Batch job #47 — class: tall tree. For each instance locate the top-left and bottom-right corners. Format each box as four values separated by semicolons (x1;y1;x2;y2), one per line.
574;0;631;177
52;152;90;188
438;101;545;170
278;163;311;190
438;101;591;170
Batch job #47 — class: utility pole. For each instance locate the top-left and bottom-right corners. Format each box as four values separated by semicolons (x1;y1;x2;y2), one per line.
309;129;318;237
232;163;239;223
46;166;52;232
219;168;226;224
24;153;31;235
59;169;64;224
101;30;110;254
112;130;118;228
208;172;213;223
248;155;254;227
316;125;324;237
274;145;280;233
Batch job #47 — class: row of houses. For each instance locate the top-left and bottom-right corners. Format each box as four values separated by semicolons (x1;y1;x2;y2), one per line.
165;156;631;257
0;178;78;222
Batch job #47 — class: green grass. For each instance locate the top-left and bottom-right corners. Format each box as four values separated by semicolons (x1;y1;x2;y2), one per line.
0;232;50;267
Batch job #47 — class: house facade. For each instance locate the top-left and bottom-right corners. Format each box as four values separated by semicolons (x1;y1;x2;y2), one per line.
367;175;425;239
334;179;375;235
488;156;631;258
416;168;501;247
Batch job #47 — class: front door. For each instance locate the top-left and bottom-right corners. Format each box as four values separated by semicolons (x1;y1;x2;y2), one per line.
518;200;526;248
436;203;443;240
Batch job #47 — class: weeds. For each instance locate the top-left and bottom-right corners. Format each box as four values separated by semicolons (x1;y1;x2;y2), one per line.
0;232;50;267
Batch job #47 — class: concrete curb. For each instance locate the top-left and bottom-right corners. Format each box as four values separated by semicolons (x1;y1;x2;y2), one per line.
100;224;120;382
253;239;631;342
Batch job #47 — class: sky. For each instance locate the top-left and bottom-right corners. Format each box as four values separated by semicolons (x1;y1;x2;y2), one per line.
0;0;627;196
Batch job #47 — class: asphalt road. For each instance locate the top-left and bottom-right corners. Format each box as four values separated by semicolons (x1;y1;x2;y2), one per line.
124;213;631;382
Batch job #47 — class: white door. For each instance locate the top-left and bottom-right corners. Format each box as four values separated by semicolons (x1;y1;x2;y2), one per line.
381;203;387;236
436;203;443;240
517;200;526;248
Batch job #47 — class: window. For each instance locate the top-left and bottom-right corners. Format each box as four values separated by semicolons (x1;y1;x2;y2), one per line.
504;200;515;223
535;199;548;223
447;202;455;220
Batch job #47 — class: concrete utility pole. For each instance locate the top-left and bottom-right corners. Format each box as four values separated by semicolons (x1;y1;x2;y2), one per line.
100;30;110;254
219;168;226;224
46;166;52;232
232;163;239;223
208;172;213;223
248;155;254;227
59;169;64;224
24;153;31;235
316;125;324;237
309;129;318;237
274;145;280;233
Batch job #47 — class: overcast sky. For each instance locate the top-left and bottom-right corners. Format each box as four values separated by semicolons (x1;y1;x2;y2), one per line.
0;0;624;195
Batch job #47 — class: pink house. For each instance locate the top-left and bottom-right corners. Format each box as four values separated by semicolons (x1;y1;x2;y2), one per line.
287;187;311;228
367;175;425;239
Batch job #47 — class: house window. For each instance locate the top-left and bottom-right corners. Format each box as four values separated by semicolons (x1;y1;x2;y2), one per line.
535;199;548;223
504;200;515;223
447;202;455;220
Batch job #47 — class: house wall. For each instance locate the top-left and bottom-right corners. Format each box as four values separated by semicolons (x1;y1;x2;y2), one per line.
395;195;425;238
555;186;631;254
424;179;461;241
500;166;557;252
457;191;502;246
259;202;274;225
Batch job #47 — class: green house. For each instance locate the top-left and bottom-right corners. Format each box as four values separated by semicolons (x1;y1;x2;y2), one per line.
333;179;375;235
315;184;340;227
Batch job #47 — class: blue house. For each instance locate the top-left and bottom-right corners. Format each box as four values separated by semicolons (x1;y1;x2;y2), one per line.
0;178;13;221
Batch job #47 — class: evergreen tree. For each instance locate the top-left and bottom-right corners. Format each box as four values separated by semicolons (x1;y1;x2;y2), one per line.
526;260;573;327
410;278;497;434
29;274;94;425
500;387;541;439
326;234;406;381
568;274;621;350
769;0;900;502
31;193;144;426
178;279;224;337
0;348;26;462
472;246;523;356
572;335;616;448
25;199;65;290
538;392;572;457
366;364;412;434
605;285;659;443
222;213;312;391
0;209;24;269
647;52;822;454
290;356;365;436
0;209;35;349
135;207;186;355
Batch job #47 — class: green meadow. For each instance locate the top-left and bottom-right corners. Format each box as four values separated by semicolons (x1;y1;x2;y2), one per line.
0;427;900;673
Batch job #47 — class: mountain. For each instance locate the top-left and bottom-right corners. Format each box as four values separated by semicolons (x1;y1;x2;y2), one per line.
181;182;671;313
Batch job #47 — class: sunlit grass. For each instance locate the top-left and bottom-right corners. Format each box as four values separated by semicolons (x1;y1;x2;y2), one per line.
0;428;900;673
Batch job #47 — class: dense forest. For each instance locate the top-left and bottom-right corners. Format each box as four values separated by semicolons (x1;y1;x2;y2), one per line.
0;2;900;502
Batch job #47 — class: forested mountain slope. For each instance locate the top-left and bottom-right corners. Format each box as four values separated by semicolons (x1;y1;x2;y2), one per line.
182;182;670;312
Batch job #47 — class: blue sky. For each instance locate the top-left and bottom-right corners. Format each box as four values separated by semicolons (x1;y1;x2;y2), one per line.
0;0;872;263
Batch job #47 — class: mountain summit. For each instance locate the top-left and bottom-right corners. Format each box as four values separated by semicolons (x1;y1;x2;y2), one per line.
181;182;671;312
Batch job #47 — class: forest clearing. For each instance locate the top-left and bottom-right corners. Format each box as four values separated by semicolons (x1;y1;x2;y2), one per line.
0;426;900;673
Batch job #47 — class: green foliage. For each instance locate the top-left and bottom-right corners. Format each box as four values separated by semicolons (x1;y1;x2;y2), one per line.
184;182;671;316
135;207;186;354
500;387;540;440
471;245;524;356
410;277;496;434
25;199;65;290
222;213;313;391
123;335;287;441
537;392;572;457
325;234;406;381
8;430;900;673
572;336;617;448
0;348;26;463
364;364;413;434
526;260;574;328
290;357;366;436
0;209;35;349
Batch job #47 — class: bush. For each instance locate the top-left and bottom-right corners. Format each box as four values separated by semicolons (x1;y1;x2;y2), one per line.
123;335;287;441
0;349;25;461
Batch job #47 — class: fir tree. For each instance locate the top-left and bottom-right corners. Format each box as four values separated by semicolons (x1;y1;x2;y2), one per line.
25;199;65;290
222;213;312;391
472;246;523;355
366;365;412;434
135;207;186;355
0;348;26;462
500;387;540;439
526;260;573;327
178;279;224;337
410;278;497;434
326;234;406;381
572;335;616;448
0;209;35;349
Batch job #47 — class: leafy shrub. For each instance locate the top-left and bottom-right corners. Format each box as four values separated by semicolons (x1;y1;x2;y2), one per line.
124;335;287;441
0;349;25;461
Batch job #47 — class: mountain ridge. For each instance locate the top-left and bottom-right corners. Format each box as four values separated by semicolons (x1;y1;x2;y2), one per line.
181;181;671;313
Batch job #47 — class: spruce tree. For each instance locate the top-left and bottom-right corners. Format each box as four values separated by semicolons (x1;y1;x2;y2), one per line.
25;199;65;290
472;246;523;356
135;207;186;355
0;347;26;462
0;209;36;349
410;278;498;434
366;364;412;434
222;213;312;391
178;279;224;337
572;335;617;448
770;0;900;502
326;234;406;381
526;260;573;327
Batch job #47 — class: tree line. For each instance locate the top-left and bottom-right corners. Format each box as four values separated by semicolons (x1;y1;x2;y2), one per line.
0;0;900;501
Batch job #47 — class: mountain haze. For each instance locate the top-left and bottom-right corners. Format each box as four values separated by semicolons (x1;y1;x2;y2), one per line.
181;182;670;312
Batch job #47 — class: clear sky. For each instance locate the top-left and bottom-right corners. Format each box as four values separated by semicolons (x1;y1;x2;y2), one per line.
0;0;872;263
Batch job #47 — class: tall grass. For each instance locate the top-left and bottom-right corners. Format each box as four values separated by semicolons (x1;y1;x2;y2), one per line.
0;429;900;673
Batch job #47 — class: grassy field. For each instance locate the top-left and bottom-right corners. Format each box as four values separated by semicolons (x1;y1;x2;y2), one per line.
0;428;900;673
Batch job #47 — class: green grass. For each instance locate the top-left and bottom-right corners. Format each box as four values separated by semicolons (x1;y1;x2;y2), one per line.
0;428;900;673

* _To be done_
Starting at the line that contains "Batch job #47 — class: utility" and ending after the line that contains "0;0;627;196", put those lines of the entries into a Markdown table with the columns Row and Text. Skip blank lines.

* _Answer_
| Row | Text |
|---|---|
| 1 | Batch job #47 — class: utility pole. For each instance locate the top-left and bottom-right corners. Format each box as four values separated by semicolons (x1;y1;x2;y2), one per line. |
| 2 | 309;129;318;237 |
| 3 | 232;163;239;223 |
| 4 | 46;166;52;232 |
| 5 | 219;168;226;224 |
| 6 | 24;153;31;235 |
| 7 | 59;169;64;224 |
| 8 | 101;30;110;254 |
| 9 | 112;130;118;228 |
| 10 | 208;172;213;223 |
| 11 | 248;155;254;227 |
| 12 | 316;125;324;237 |
| 13 | 274;145;280;233 |
| 14 | Batch job #47 — class: row of houses. For each instance locate the top-left and bottom-right corners. Format each box as four values separated by semicolons (x1;y1;x2;y2), one per line. |
| 15 | 165;156;631;257 |
| 16 | 0;178;78;222 |
| 17 | Batch job #47 — class: green grass. For each instance locate the top-left and bottom-right corners. Format each box as four values separated by semicolons (x1;y1;x2;y2), one per line. |
| 18 | 0;232;50;267 |
| 19 | Batch job #47 — class: house facade. For each instance locate the top-left and bottom-right corners. Format each box as four values separated by semicolons (x1;y1;x2;y2), one per line. |
| 20 | 367;175;425;239 |
| 21 | 334;179;375;235 |
| 22 | 488;156;631;258 |
| 23 | 416;168;501;247 |
| 24 | Batch job #47 — class: front door. For each instance locate the top-left and bottom-right corners. Format each box as four values separated by semicolons (x1;y1;x2;y2), one per line. |
| 25 | 518;200;526;248 |
| 26 | 436;203;443;240 |
| 27 | Batch job #47 — class: weeds. For each instance locate the top-left and bottom-right corners. Format each box as four values separated by semicolons (x1;y1;x2;y2), one per line. |
| 28 | 0;232;50;267 |
| 29 | Batch job #47 — class: concrete curb. For each instance locate the top-left and bottom-right corners. Format each box as four values separated by semicolons (x1;y1;x2;y2), one per line. |
| 30 | 100;224;120;382 |
| 31 | 253;239;631;342 |
| 32 | Batch job #47 — class: sky. For each instance locate the top-left and bottom-right corners. Format each box as four values separated by semicolons (x1;y1;x2;y2), one per line. |
| 33 | 0;0;627;196 |